*Bloco de texto*:
-*-

Um calor insuportável que me acompanha neste fim de noite. Da minha varanda, que percorro nas pausas em que gatafunho estas letras em busca de calmaria, observo os pirilampos e outros bichos alados, pequenos, que se atiram desvairados contra as lâmpadas dos candeeiros da avenida. Esse frenético bailado inglório. A perdição da luz. O estertor do fim.
Alguns, poucos, afastam-se da obsessão de ícaro, e mergulham silenciosos por entre a sombra, procurando o cheiro da terra. A segurança do chão. A raiz.
Entro para o conforto da cadeira. Meto o nariz na tela e as mãos, livres, remam nestas folhas alvas disfarçadas de ilhas. Deixo-as que me levem ao abrigo de suas areias.

-*-

*Tarefa proposta 1*: Reproduza sem alterações as linhas de dados apresentadas abaixo, desde a linha que contém "target | short black hair" até à última, inclusive.

*Linhas fornecidas*:

-*-

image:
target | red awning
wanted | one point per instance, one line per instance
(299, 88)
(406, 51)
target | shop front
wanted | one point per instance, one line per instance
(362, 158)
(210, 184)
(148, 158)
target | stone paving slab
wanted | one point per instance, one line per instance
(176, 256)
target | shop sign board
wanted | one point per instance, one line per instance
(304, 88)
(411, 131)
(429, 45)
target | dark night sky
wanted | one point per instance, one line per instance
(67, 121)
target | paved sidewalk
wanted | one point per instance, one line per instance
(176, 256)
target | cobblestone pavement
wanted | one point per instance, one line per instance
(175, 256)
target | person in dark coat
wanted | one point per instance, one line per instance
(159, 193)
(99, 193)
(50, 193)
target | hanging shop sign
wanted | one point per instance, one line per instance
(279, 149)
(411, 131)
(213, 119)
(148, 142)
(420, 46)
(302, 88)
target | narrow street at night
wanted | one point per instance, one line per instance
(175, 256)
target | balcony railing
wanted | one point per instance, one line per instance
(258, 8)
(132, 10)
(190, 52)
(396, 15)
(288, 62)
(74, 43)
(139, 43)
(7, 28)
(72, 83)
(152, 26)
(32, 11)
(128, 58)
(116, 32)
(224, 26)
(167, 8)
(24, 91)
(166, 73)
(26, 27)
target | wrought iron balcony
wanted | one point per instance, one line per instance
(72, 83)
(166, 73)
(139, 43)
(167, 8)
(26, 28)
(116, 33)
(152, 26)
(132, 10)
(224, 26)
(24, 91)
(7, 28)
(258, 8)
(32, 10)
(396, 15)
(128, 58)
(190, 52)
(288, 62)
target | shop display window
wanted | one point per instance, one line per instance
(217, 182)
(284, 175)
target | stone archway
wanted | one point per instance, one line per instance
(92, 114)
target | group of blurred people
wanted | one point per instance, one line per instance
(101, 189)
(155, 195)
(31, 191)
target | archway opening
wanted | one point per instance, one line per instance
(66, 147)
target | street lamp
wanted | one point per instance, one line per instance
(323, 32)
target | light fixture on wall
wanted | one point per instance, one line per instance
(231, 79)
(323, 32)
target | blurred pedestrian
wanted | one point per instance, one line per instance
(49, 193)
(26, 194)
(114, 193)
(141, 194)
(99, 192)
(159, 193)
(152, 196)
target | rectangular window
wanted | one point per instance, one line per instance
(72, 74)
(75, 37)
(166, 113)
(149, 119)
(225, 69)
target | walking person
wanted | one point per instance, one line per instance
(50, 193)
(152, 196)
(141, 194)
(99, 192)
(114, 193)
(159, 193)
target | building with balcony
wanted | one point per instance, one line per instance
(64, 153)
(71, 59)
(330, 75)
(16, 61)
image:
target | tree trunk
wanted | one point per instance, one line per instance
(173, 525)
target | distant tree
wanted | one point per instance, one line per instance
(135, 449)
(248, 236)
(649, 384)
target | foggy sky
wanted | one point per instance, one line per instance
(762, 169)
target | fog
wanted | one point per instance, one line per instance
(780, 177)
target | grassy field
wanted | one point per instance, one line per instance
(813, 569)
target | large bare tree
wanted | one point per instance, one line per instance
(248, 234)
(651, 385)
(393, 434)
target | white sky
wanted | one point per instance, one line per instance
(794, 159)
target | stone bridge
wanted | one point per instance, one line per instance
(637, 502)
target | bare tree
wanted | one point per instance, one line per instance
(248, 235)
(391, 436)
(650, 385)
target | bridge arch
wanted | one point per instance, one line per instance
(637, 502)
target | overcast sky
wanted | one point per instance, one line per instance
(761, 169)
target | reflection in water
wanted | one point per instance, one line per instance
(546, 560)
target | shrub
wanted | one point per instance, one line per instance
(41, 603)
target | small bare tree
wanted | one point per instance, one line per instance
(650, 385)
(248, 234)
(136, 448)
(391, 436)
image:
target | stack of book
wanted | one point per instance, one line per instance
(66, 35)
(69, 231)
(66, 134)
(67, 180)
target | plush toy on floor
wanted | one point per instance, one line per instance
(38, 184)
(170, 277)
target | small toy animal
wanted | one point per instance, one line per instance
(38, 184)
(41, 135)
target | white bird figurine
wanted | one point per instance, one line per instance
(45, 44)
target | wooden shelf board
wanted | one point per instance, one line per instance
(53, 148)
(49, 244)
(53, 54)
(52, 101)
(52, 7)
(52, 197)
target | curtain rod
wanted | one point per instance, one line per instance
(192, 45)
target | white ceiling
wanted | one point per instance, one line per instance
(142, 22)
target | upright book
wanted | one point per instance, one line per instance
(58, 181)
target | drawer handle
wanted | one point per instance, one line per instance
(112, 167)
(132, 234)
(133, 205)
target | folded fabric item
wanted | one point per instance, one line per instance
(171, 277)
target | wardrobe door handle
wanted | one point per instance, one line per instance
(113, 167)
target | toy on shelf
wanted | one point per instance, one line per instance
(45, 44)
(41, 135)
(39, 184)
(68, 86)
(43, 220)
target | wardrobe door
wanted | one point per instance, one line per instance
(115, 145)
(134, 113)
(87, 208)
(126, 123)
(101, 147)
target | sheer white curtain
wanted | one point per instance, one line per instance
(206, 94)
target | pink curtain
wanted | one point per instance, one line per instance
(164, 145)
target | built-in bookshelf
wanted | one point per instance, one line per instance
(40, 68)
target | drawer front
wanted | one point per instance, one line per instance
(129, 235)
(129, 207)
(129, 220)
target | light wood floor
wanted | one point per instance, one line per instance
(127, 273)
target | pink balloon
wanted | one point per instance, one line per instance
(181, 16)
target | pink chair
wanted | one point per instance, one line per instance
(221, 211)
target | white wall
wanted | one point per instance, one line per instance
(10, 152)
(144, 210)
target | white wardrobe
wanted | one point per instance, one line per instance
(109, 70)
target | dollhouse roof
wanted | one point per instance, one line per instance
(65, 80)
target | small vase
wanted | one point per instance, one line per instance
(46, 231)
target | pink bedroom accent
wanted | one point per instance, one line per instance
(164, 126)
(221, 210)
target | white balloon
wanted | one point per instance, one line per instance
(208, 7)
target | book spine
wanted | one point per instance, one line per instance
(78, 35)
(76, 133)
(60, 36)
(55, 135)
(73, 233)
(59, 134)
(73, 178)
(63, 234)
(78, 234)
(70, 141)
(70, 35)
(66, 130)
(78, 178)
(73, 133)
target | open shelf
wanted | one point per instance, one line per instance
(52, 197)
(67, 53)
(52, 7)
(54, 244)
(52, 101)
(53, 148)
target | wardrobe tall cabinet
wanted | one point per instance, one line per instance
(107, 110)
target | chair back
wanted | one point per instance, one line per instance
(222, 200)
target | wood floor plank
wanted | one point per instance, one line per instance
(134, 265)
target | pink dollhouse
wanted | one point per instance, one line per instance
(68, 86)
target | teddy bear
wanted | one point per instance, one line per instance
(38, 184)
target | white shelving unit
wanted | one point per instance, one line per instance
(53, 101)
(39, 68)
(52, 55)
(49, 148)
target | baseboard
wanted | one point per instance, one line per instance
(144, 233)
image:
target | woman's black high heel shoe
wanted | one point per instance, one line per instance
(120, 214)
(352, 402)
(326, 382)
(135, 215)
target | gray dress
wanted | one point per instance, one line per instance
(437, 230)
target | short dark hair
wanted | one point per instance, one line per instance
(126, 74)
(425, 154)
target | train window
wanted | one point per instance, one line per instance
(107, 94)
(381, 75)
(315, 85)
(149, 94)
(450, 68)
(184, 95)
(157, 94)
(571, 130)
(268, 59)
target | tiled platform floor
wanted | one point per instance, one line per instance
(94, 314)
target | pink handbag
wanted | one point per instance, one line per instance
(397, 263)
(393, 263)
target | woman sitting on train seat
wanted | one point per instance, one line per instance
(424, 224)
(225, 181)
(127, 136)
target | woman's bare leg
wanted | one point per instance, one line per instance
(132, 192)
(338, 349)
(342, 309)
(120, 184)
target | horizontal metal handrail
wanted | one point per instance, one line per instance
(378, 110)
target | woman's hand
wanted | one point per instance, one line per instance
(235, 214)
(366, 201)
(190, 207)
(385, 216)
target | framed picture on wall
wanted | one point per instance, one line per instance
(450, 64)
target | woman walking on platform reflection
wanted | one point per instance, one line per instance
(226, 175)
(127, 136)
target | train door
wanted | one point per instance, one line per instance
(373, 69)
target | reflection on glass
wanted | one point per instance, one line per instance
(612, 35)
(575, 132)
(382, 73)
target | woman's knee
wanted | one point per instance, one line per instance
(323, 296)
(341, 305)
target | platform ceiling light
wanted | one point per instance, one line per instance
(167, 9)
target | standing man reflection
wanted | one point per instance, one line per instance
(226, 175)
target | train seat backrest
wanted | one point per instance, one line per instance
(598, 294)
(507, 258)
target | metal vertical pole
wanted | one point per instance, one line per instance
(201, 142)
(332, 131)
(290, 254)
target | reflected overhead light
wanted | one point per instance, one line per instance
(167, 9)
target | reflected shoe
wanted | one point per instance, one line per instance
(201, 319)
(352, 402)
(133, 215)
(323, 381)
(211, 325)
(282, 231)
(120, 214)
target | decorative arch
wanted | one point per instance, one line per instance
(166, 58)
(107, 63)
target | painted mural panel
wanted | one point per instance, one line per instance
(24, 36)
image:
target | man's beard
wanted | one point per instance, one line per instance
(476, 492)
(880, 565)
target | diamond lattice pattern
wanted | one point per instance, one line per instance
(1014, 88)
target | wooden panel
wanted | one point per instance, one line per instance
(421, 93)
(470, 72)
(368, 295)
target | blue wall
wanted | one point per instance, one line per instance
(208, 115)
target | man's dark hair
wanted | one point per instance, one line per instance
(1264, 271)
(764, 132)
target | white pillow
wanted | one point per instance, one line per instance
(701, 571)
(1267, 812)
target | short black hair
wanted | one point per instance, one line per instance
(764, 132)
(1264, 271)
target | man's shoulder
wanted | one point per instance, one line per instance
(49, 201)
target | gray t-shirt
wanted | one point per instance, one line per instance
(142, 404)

-*-

*Tarefa proposta 2*: Transcreva, do texto sobre a noite na varanda, o trecho entre "Entro para o" e "de suas areias.", inclusive.

*Resposta completa 1*:
target | short black hair
wanted | one point per instance, one line per instance
(764, 132)
(1264, 271)
target | man's shoulder
wanted | one point per instance, one line per instance
(49, 201)
target | gray t-shirt
wanted | one point per instance, one line per instance
(142, 404)

*Resposta completa 2*:
Entro para o conforto da cadeira. Meto o nariz na tela e as mãos, livres, remam nestas folhas alvas disfarçadas de ilhas. Deixo-as que me levem ao abrigo de suas areias.